Problem statement →
Reproduce, without any change, the section of the Wordmaster transcript that opens with the words containing "RS: Researchers studied" and closes with "University, Morten Christiansen.".

Source extract →
────

AA: I'm Avi Arditti with Rosanne Skirble, and this week on Wordmaster: sensing the meaning of words from their sound. A study in next week's issue of the Proceedings of the National Academy of Sciences explores the connection.
RS: Researchers studied the sound, or phonology, of more than three thousand nouns and verbs. Then they analyzed how typical these sounds are in relation to one another.
AA: For the findings, we sounded out one of the authors at Cornell University, Morten Christiansen.
MORTEN CHRISTIANSEN: "There is a standard case of onomatopoeia [AH-noh-mah-toh-PEE-uh] where, you know, when you hear the word 'buzz,' it sort of very directly indicates what that word means. But in general the relationship between the sound of a word and what it refers to or what it means is sort of more arbitrary. But what we have found is that there is actually some information in the words themselves that can tell you whether the word is a noun or a verb, and that's something that people are sensitive to."
RS: "How did you test this?"
MORTEN CHRISTIANSEN: "We had people reading sentences on a computer screen, word by word, so one word at a time. And essentially they're just looking at a screen, they press the space bar and then a word will come up on the screen, and then another word when they press the space bar next. And we measure how long it takes them to read each word.

────

Records provided →
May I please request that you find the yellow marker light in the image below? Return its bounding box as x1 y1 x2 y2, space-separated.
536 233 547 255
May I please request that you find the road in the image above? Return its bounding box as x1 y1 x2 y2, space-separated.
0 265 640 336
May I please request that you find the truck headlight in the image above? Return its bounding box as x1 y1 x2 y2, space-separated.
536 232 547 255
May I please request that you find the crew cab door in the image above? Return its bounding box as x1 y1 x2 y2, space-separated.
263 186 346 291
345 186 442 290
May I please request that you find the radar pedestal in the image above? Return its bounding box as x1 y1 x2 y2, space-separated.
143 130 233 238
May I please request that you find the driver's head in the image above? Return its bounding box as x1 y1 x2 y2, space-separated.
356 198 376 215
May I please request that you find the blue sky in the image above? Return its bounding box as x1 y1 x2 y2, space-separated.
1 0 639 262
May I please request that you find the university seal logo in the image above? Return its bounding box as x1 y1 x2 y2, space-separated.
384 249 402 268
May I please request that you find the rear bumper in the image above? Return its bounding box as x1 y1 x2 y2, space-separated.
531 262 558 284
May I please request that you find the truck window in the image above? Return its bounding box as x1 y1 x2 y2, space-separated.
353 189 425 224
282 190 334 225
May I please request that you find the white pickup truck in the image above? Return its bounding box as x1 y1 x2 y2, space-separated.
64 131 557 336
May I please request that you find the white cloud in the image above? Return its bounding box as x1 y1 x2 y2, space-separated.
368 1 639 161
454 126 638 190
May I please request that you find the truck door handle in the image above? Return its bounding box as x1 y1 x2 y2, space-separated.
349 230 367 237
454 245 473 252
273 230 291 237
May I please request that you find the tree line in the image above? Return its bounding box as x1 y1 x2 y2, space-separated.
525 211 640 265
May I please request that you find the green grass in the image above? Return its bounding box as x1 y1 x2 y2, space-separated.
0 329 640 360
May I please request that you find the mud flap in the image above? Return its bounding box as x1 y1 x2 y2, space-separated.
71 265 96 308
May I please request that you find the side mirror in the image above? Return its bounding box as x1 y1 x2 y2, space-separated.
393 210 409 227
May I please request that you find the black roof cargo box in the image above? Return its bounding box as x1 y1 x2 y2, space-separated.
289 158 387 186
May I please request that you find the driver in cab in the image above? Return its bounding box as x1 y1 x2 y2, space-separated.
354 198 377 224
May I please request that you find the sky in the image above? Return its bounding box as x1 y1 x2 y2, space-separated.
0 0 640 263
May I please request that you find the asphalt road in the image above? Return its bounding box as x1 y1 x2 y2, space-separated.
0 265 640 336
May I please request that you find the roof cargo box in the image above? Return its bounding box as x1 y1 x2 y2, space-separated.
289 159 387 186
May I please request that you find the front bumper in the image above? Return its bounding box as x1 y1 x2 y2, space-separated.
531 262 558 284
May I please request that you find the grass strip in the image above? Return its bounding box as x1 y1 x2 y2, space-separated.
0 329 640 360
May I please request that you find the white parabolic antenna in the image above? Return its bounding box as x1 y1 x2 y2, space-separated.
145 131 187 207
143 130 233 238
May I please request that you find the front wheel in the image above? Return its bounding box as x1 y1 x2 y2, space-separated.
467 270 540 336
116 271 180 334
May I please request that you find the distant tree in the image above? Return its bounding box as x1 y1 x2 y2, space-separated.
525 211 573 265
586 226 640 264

────

Answer to this task →
RS: Researchers studied the sound, or phonology, of more than three thousand nouns and verbs. Then they analyzed how typical these sounds are in relation to one another.
AA: For the findings, we sounded out one of the authors at Cornell University, Morten Christiansen.